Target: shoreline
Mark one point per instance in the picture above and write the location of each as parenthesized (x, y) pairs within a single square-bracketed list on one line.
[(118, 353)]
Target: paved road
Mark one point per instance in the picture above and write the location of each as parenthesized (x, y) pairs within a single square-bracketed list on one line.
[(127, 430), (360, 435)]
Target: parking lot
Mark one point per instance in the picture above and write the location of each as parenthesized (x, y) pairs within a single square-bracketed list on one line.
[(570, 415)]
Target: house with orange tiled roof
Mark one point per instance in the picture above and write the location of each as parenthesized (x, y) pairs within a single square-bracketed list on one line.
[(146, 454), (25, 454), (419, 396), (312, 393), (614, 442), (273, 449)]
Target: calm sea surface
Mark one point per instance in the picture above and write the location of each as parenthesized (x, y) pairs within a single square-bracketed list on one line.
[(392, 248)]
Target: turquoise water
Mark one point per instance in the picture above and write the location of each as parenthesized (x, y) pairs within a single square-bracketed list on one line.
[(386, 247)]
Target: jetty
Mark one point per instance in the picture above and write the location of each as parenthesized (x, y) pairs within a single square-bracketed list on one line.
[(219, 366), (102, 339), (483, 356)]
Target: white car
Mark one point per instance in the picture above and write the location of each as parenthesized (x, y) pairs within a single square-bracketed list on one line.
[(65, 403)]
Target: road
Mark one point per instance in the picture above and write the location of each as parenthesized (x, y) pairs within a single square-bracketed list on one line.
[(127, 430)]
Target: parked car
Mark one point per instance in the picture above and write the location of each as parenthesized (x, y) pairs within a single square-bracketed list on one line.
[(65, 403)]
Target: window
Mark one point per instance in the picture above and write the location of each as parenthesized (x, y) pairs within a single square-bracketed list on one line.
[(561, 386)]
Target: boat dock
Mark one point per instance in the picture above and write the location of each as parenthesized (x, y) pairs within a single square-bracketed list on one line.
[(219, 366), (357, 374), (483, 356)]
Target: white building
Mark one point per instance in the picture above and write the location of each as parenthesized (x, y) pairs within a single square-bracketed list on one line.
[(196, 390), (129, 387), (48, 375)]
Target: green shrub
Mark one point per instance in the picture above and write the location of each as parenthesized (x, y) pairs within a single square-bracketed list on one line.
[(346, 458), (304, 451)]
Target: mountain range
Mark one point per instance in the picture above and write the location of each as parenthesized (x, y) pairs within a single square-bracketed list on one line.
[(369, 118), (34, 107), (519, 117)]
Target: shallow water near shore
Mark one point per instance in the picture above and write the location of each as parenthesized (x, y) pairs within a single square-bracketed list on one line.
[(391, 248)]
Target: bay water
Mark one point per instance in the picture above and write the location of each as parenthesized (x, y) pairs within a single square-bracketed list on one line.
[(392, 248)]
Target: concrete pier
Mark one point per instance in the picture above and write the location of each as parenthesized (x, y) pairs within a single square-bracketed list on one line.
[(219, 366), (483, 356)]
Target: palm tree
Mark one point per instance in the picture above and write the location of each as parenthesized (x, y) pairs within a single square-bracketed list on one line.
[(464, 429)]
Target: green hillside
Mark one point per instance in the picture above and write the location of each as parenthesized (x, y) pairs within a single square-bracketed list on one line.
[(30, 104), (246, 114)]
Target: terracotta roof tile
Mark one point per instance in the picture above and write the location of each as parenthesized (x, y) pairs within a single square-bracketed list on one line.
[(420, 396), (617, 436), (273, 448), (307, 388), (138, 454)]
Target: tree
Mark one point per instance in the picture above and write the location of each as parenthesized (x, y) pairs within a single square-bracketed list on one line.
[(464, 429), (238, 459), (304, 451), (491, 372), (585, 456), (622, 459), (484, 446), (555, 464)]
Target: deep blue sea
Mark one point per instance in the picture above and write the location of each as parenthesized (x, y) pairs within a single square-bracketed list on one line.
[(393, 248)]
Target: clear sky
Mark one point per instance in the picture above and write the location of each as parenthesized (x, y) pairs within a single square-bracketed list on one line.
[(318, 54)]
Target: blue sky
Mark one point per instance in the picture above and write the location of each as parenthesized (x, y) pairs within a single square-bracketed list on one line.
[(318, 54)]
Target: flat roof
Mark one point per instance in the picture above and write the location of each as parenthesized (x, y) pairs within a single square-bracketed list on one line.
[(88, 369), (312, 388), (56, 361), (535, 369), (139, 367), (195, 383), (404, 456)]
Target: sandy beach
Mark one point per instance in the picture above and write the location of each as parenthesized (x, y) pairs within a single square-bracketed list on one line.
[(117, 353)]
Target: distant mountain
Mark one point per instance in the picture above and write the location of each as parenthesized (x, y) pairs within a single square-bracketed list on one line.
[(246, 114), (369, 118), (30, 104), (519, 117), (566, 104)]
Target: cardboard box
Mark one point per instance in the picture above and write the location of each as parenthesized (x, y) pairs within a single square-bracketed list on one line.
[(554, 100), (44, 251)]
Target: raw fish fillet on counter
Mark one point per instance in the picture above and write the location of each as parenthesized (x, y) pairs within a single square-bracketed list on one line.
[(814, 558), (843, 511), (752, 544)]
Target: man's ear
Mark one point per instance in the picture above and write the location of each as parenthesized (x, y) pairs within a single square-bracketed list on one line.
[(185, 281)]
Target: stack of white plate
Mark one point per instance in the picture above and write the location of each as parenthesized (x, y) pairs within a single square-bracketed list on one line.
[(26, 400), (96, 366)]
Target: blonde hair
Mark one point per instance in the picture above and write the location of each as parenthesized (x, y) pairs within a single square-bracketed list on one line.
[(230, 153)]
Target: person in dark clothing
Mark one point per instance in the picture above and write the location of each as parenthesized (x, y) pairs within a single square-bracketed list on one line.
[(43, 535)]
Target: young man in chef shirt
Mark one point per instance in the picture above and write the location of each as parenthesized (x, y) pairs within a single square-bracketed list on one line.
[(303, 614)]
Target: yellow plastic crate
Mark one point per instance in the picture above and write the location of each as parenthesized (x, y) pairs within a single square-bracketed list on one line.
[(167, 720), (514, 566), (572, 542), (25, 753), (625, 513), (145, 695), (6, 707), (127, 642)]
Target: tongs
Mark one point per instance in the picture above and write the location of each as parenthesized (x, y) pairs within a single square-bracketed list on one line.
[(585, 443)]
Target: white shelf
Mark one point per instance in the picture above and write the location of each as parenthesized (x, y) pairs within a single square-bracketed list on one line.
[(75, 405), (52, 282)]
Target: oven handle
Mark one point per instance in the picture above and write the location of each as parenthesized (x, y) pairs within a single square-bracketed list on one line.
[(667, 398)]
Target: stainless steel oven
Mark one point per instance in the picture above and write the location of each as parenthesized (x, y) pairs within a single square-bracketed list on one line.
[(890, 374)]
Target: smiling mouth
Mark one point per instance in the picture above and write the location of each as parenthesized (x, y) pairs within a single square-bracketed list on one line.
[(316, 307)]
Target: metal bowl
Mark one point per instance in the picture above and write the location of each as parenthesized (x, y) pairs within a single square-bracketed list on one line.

________________________________________

### WHAT THIS TASK INVOLVES
Search the data above for the string "green" and return every line that has it.

### PROBLEM SOLUTION
Target: green shrub
Target: green hillside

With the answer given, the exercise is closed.